» Votre tâche:
Reproduisez à l'identique le passage de l'extrait du document ci-dessous qui va de « df = pd.DataFrame(records) » jusqu'à « inclure CONFIDENCE ! », ces deux bornes comprises.

» Extrait du document:
===============

In [None]:
import json
import pandas as pd
import numpy as np
from sklearn.feature_extraction.text import TfidfVectorizer
from sklearn.model_selection import StratifiedKFold
from sklearn.metrics import f1_score, classification_report
from xgboost import XGBClassifier
from sklearn.multioutput import MultiOutputClassifier

In [None]:
# ---------- 1. Load JSONL ----------
path = "/Users/noeamar/Documents/HEC/Jocas-HEC/Data/LLM_labels.jsonl"

records = []
with open(path, "r", encoding="utf-8") as f:
    for line in f:
        if not line.strip():
            continue
        try:
            records.append(json.loads(line))
        except:
            continue

df = pd.DataFrame(records)
print("Shape initiale :", df.shape)

# ---------- 2. Garder seulement les lignes avec Label_All DICT ----------
VALID_LABELS = [
    "DIVERSITY",
    "REMUNERATION_BENEFITS",
    "PROFESSIONAL_OPPORTUNITIES",
    "CULTURE_VALUES",
    "LEADERSHIP",
    "WORK_LIFE_BALANCE",
]  # ne pas inclure CONFIDENCE !

def extract_labels(d):
    if isinstance(d, dict):
        if all(k in d for k in VALID_LABELS):
            return [d[k] for k in VALID_LABELS]
    return None

df["label_vector"] = df["Label_All"].apply(extract_labels)
df = df[df["label_vector"].notnull()].reset_index(drop=True)
print("Shape après filtre Label_All :", df.shape)

# ---------- 3. Y : numpy array ----------
y = np.vstack(df["label_vector"].values).astype(int)
print("Y shape :", y.shape)

# ---------- 4. Créer la colonne texte ----------
TEXT_COLS = [
    "job_title",
    "description_job",
    "description_profil",
    "description_entreprise",
    "description_full",
]
df["text"] = df[TEXT_COLS].fillna("").agg(" ".join, axis=1)
X_text = df["text"].values

# ---------- 5. TF-IDF ----------
vectorizer = TfidfVectorizer(
    max_features=8000,
    ngram_range=(1, 2),
)
X_vec = vectorizer.fit_transform(X_text)
print("X_vec shape :", X_vec.shape)

# ---------- 6. Cross-validation stratifiée multi-label ----------
strat_target = y.sum(axis=1)
strat_target = np.clip(strat_target, 0, 1)  # binaire

kf = StratifiedKFold(n_splits=5, shuffle=True, random_state=42)

f1_micro_scores, f1_macro_scores = [], []
fold = 1

for train_idx, test_idx in kf.split(X_vec, strat_target):
    print(f"\n===== Fold {fold} =====")
    fold += 1

    X_train, X_test = X_vec[train_idx], X_vec[test_idx]
    y_train, y_test = y[train_idx], y[test_idx]

    model = MultiOutputClassifier(
        XGBClassifier(
            n_estimators=200,
            max_depth=6,
            learning_rate=0.05,
            subsample=0.8,
            colsample_bytree=0.8,
            eval_metric="logloss",
            tree_method="hist",
        )
    )

    model.fit(X_train, y_train)
    y_pred = model.predict(X_test)

    f1_micro = f1_score(y_test, y_pred, average="micro", zero_division=0)
    f1_macro = f1_score(y_test, y_pred, average="macro", zero_division=0)
    f1_micro_scores.append(f1_micro)
    f1_macro_scores.append(f1_macro)

    print(f"F1-micro: {f1_micro:.4f} | F1-macro: {f1_macro:.4f}")
    print("\nClassification report (fold courant) :")
    print(classification_report(
        y_test,
        y_pred,
        target_names=VALID_LABELS,
        zero_division=0
    ))

# ---------- 7. Résultats globaux ----------
print("\n===== Résumé 5-fold CV =====")
print(f"F1-micro moyen : {np.mean(f1_micro_scores):.4f}  ± {np.std(f1_micro_scores):.4f}")
print(f"F1-macro moyen : {np.mean(f1_macro_scores):.4f}  ± {np.std(f1_macro_scores):.4f}")

===============

» Lignes de données:
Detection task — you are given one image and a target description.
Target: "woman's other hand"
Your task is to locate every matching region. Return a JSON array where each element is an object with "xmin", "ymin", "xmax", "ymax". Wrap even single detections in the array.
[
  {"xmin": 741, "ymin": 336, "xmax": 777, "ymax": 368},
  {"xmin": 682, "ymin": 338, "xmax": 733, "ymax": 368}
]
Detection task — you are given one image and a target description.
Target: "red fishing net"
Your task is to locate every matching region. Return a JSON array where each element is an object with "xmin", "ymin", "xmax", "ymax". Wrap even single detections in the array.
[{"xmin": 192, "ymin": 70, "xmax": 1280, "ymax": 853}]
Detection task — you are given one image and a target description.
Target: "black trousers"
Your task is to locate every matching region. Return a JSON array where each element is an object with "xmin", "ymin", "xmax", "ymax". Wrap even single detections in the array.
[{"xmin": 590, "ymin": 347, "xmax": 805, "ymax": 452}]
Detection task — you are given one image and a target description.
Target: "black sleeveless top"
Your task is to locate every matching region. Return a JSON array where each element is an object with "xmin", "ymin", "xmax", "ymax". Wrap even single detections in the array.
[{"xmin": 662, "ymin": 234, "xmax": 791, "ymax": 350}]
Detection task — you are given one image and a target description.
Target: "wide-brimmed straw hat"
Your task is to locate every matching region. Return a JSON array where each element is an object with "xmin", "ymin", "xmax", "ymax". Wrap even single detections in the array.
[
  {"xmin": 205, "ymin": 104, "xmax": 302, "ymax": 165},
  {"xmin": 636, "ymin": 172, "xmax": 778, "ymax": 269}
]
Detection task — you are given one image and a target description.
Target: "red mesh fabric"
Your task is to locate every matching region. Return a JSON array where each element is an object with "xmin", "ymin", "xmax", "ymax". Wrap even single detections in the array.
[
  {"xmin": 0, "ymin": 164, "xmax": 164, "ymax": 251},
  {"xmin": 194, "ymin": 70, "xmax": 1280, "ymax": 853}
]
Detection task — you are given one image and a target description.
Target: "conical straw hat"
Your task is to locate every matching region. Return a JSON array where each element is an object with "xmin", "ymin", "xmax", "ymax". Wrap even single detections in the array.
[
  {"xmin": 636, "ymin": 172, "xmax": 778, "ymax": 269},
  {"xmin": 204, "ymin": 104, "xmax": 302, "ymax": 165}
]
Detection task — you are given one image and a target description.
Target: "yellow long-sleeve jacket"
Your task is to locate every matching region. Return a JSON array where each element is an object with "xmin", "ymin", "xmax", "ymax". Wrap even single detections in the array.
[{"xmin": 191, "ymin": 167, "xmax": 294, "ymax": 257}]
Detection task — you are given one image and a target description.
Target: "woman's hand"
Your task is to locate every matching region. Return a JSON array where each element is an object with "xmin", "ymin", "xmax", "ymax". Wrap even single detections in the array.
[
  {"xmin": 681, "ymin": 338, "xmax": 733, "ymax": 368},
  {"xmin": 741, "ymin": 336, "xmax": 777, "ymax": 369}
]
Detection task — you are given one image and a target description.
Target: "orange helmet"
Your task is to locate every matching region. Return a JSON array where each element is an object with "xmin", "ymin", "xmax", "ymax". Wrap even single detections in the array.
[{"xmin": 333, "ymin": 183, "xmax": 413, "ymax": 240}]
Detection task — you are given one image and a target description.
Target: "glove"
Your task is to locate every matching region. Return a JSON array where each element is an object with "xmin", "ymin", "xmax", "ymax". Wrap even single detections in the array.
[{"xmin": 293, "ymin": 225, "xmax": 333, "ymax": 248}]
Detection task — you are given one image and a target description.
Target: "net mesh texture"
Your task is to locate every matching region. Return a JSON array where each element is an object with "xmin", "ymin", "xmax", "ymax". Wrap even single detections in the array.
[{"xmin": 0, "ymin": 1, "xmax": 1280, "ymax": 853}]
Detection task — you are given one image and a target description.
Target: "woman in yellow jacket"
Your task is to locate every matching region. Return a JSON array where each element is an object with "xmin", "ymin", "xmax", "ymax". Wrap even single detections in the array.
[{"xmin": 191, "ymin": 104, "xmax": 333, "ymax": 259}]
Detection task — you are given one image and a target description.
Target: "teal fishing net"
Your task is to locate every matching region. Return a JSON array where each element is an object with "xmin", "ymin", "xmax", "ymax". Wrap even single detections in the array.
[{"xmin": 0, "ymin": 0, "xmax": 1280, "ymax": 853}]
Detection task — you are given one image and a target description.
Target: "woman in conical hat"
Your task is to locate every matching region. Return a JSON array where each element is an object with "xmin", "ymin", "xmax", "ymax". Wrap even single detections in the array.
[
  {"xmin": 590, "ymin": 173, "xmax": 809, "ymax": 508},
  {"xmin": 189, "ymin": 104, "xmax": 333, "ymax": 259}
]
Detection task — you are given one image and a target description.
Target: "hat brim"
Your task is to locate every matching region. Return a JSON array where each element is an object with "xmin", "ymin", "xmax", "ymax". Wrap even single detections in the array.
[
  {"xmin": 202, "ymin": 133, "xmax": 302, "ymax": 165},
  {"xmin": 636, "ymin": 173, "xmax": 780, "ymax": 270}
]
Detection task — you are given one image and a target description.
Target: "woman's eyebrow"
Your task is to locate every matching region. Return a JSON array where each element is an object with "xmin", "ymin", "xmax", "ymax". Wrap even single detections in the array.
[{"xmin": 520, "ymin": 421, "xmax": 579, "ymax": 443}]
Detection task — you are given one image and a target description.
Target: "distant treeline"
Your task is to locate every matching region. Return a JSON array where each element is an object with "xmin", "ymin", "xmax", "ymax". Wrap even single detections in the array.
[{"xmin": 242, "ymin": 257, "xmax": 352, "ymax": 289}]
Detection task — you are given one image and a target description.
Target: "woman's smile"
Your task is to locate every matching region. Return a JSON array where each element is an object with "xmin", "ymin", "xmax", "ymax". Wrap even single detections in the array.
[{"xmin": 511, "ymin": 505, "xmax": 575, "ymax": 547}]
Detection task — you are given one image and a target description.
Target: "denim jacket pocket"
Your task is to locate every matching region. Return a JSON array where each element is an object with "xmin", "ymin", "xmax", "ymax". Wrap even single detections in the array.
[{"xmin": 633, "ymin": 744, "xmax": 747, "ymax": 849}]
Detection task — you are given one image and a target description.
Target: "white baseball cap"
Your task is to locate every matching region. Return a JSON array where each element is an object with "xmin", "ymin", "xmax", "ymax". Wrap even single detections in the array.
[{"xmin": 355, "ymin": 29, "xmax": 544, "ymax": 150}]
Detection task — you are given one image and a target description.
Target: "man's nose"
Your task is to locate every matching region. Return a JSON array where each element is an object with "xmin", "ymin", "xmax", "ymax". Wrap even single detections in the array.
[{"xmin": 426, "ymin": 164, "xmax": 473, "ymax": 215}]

===============

» La solution:
df = pd.DataFrame(records)
print("Shape initiale :", df.shape)

# ---------- 2. Garder seulement les lignes avec Label_All DICT ----------
VALID_LABELS = [
    "DIVERSITY",
    "REMUNERATION_BENEFITS",
    "PROFESSIONAL_OPPORTUNITIES",
    "CULTURE_VALUES",
    "LEADERSHIP",
    "WORK_LIFE_BALANCE",
]  # ne pas inclure CONFIDENCE !